(Beginning of Records for the task)
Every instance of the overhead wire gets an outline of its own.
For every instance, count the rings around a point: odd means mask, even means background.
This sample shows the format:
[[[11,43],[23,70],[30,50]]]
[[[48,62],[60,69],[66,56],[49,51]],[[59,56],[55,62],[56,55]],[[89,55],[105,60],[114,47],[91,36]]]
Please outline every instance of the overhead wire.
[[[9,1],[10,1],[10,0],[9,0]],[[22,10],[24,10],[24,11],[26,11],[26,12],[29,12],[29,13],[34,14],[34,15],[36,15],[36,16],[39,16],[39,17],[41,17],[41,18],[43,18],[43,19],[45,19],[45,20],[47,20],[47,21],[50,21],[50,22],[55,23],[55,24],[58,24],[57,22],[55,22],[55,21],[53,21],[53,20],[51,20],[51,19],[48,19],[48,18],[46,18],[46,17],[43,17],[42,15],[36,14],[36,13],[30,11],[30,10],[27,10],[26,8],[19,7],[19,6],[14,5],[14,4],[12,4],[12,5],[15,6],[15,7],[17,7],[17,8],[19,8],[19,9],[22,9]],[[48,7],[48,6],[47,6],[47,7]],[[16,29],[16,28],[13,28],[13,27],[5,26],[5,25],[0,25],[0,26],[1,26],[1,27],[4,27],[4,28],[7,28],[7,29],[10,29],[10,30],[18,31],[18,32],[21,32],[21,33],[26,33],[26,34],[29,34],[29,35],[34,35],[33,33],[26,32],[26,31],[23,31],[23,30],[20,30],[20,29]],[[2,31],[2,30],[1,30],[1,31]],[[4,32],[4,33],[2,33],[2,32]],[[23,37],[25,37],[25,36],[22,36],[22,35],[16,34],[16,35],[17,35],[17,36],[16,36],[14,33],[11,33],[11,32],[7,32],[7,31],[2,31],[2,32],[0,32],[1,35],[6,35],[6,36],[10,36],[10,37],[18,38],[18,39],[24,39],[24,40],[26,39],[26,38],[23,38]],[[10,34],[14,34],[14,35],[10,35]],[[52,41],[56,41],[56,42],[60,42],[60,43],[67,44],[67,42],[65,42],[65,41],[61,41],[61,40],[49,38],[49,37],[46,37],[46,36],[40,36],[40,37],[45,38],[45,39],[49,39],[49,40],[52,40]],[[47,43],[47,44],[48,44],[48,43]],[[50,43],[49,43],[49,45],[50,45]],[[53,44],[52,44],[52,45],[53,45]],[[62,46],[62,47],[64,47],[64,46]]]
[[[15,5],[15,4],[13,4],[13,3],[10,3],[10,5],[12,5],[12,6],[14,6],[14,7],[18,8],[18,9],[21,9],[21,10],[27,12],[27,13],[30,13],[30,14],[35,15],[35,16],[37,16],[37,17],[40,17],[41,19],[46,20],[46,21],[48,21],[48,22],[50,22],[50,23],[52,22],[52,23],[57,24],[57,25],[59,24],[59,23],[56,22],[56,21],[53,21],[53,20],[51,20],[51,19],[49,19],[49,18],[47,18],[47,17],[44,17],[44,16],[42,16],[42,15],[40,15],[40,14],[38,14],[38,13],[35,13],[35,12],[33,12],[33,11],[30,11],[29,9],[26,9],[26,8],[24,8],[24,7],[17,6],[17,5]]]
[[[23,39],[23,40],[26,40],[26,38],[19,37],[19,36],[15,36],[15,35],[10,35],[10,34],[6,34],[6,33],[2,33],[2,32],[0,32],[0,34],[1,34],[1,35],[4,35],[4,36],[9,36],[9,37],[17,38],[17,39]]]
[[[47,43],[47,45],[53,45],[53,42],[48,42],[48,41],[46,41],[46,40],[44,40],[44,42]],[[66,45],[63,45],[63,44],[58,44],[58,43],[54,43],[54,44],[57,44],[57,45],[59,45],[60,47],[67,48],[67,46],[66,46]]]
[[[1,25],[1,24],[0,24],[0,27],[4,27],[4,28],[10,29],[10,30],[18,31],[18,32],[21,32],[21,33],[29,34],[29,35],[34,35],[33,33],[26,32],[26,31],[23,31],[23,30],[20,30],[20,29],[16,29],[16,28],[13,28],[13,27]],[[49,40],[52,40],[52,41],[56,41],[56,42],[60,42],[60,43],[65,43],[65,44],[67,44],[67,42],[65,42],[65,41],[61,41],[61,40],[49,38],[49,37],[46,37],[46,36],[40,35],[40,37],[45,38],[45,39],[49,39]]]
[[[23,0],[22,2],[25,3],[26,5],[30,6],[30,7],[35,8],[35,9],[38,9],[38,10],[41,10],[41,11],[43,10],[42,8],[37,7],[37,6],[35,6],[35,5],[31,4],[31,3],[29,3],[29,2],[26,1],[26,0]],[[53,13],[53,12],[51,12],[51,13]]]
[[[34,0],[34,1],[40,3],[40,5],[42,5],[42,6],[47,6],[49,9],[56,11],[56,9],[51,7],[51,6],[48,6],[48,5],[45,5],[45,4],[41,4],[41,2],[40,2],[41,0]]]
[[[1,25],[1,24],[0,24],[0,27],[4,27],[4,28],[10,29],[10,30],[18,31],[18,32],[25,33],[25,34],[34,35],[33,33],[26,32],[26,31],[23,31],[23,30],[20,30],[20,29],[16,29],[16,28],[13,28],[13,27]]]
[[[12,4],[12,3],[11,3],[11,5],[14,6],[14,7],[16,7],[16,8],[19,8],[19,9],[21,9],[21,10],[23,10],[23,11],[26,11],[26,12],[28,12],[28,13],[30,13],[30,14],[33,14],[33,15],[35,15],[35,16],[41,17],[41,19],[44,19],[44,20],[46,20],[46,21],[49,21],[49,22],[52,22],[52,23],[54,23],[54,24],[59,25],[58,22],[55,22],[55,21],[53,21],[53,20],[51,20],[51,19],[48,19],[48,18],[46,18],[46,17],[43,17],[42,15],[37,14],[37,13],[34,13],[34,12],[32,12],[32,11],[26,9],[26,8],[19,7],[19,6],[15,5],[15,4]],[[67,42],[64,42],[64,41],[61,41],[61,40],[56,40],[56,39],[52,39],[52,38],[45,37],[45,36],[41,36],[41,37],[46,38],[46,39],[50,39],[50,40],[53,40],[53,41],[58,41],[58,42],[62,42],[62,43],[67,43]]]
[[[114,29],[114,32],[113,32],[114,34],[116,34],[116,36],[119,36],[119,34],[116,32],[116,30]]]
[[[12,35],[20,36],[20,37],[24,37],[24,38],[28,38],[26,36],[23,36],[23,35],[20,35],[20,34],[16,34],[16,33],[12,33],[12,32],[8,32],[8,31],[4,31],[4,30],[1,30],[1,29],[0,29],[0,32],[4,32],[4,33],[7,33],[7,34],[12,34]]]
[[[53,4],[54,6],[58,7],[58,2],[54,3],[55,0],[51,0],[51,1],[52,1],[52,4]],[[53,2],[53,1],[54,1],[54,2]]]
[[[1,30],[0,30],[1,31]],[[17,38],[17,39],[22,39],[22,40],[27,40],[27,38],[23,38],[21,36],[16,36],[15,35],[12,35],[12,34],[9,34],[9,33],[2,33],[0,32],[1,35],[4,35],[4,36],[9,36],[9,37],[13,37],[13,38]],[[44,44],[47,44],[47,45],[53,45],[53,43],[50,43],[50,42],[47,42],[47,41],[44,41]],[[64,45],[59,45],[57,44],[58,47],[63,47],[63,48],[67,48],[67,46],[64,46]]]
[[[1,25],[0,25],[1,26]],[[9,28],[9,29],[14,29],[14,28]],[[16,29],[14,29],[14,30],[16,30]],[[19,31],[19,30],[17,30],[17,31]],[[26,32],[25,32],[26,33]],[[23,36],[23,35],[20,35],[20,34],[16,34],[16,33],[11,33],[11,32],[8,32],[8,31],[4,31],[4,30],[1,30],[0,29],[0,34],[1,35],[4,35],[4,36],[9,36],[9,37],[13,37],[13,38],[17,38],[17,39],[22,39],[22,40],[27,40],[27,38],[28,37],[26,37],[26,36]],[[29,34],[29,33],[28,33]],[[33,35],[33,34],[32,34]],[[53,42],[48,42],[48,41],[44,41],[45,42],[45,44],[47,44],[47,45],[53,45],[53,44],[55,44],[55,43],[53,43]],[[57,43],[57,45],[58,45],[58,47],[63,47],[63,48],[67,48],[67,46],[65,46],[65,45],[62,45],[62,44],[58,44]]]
(End of Records for the task)
## Work required
Find the word "outline" in the records and pull out each line that has it.

## Written response
Every instance of the overhead wire gets an outline of its own.
Please outline every instance of the overhead wire.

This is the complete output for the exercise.